1. Keep your cards close
During the festive season, protect your cards, shield your PIN, and never share your bank details. If your card goes missing, contact your bank immediately. Under the Code of Banking Practice, banks must compensate customers for unauthorised transactions unless customers have breached the terms and conditions of their card, or they haven’t taken reasonable steps to protect their banking details.
Last year, 582 of Banking Ombudsman complaints related to cards (or 13% of total cases) and the meaning of “reasonable” is often considered. For example, when out at the pub on a business trip, a thief watched Marcel* closely as he paid for drinks, picked his pocket, and spent $30,000 on his bank card. Marcel’s bank wouldn’t compensate him – they said he’d disclosed his PIN and contributed to the loss. The Banking Ombudsman didn’t agree. Marcel didn’t know he was being watched, and the facts suggested he’d taken reasonable care when he entered his PIN. Marcel was reimbursed with interest for all unauthorised transactions. See our quick guide on cards and PINs.
2. Take care to avoid scams
Scammers are getting smarter and sharper, and the stakes are high for banks and their customers. “Scam complaints are on the rise,” says Ms Sladden. “Last year we received over 370 complaints about scams and fraud, and that’s just the tip of the iceberg. When shopping online, only use your card on trusted sites. Beware of random texts (such as the bogus package delivery text), or emails asking for login details, PINs or passwords. Before clicking links, stop and think, is this for real?”

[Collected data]
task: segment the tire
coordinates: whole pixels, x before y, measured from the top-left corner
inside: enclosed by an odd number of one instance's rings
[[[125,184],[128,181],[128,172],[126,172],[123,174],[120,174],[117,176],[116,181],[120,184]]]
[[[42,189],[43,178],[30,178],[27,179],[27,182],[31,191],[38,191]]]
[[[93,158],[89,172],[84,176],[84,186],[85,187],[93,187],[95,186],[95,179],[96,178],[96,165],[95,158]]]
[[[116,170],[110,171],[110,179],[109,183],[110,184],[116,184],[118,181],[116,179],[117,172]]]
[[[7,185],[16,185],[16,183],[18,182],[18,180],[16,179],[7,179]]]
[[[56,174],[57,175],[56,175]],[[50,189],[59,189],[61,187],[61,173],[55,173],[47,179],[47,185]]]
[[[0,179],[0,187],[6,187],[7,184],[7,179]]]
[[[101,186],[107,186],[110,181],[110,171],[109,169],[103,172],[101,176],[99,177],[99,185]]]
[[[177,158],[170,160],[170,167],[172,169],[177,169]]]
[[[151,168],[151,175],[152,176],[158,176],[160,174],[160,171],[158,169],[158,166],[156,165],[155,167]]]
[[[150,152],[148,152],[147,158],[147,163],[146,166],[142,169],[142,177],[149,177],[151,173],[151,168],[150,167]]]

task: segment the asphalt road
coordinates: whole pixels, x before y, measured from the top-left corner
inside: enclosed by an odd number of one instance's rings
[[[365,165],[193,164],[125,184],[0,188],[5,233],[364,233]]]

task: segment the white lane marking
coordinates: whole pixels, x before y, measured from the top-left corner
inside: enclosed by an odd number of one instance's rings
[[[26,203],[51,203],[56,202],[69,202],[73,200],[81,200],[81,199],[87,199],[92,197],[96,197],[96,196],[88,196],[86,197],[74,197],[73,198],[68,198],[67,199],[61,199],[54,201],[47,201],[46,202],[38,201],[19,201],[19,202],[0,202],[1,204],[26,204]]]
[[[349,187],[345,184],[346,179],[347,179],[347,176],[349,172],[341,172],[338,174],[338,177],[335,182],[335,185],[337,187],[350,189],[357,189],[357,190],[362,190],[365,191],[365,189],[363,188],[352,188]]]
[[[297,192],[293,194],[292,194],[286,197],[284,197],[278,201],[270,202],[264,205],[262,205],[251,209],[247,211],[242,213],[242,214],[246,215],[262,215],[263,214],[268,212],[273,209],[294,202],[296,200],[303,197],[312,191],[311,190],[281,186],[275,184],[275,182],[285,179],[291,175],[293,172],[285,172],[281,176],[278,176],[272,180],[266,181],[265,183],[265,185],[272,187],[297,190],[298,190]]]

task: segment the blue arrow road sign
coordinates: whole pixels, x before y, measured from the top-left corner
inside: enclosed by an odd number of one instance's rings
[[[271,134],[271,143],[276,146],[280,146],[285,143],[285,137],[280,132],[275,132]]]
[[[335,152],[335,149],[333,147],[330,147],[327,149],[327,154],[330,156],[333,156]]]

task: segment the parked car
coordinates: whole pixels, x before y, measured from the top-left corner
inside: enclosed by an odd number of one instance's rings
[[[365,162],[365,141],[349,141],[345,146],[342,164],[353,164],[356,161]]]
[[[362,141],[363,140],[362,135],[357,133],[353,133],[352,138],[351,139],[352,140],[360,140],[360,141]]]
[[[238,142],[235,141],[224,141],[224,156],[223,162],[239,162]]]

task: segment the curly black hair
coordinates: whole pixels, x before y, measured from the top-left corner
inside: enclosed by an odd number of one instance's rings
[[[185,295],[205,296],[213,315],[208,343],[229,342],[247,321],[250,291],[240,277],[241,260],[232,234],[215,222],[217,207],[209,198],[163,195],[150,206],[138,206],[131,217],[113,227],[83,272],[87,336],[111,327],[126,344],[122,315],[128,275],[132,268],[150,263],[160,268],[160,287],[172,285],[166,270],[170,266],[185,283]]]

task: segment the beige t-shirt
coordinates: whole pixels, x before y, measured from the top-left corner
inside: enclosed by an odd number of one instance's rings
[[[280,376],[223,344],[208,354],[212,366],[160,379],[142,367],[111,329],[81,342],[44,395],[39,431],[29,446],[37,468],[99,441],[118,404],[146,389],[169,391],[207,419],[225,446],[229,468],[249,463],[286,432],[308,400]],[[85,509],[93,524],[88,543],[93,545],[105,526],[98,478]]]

### REQUEST
Please return, word for word, the part of the card and scam tips from "Last year, 582" to "cards and PINs.".

### EXERCISE SOLUTION
Last year, 582 of Banking Ombudsman complaints related to cards (or 13% of total cases) and the meaning of “reasonable” is often considered. For example, when out at the pub on a business trip, a thief watched Marcel* closely as he paid for drinks, picked his pocket, and spent $30,000 on his bank card. Marcel’s bank wouldn’t compensate him – they said he’d disclosed his PIN and contributed to the loss. The Banking Ombudsman didn’t agree. Marcel didn’t know he was being watched, and the facts suggested he’d taken reasonable care when he entered his PIN. Marcel was reimbursed with interest for all unauthorised transactions. See our quick guide on cards and PINs.